== Source material ==

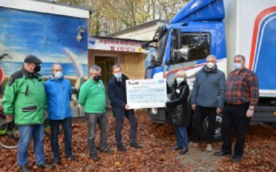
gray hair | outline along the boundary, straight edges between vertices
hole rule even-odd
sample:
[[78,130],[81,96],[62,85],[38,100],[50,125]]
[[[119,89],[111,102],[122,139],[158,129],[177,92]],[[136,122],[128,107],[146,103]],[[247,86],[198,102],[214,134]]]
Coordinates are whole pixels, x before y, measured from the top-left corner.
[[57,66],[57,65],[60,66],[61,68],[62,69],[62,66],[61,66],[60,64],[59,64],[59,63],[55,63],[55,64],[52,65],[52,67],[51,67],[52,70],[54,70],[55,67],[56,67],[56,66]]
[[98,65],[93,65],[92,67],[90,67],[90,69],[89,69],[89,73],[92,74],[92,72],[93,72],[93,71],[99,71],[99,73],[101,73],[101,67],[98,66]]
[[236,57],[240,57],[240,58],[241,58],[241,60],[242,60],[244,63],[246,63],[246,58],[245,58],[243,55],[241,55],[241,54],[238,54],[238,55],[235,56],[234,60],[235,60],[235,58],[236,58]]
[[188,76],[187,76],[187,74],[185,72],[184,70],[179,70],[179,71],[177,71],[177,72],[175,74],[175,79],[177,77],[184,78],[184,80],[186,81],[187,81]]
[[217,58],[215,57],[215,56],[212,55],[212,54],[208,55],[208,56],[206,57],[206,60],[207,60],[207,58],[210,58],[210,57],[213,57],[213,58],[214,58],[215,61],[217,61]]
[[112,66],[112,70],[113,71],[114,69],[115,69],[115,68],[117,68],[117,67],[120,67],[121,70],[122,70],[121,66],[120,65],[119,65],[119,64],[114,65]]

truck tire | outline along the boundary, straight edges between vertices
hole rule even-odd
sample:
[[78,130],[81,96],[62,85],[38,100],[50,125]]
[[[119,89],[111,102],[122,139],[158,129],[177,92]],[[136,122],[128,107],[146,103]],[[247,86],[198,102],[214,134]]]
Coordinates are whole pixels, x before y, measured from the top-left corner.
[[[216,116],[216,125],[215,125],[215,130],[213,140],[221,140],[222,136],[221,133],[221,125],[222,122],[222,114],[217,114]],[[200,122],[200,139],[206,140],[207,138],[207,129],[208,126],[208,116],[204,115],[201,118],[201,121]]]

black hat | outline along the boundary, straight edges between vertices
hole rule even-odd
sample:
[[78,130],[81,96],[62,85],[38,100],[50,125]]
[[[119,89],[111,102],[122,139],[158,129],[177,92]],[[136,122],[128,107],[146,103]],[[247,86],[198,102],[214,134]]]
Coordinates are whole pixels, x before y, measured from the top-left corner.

===

**Exercise description**: Copy out all of the material above with "top-left corner" replaced by "upper-left corner" each time it occurs, changing nothing else and leaving out the pictures.

**Solution for this exercise**:
gray hair | outline along the boundary, straight edges between vertices
hole rule even-odd
sample:
[[78,130],[81,96],[62,85],[38,100],[50,125]]
[[[119,89],[111,102],[122,139],[158,129],[177,92]],[[136,122],[128,107],[146,103]],[[247,86],[198,102],[214,134]]]
Coordinates are whole pixels, x before y, measured from the upper-left corner.
[[57,66],[57,65],[60,66],[61,68],[62,69],[62,66],[61,66],[60,64],[59,64],[59,63],[55,63],[55,64],[52,65],[52,67],[51,67],[52,70],[54,70],[55,67],[56,67],[56,66]]
[[98,65],[93,65],[92,67],[90,67],[90,69],[89,69],[89,73],[92,74],[92,72],[93,72],[93,71],[99,71],[99,73],[101,73],[101,67],[98,66]]
[[236,57],[240,57],[240,58],[241,58],[241,60],[242,60],[244,63],[246,63],[246,58],[245,58],[243,55],[241,55],[241,54],[238,54],[238,55],[235,56],[234,60],[235,60],[235,58],[236,58]]
[[188,76],[187,76],[187,74],[185,72],[184,70],[179,70],[179,71],[177,71],[177,72],[175,74],[175,79],[177,77],[184,78],[184,80],[186,81],[187,81]]
[[217,58],[215,57],[215,56],[212,55],[212,54],[208,55],[208,56],[206,57],[206,60],[207,60],[207,58],[210,58],[210,57],[213,57],[213,58],[214,58],[215,61],[217,61]]
[[112,66],[112,70],[113,71],[114,69],[115,69],[115,68],[117,68],[117,67],[120,67],[121,70],[122,70],[121,66],[120,65],[119,65],[119,64],[114,65]]

truck tire | outline along the boundary, straight edges between vertices
hole rule even-odd
sample:
[[78,130],[81,96],[62,85],[38,100],[50,125]]
[[[119,89],[111,102],[122,139],[158,129],[177,92]],[[136,122],[128,107],[146,103]],[[247,86],[198,102],[214,134]]]
Coordinates are whole pixels, x before y, measured from the upper-left corner.
[[[216,116],[216,125],[215,125],[215,130],[213,140],[221,140],[222,136],[221,133],[221,125],[222,122],[222,114],[217,114]],[[200,122],[200,139],[206,140],[207,138],[207,129],[208,126],[208,116],[204,115],[201,118],[201,121]]]

black hat | outline along the boundary, straight edges between vertices
hole rule even-odd
sample:
[[78,130],[81,96],[62,85],[38,100],[50,125]]
[[[119,89],[111,102],[122,139],[158,129],[177,92]],[[136,122],[128,107],[146,103]],[[247,86],[198,102],[214,134]]]
Coordinates are whole pixels, x before y, measured from the upper-left corner.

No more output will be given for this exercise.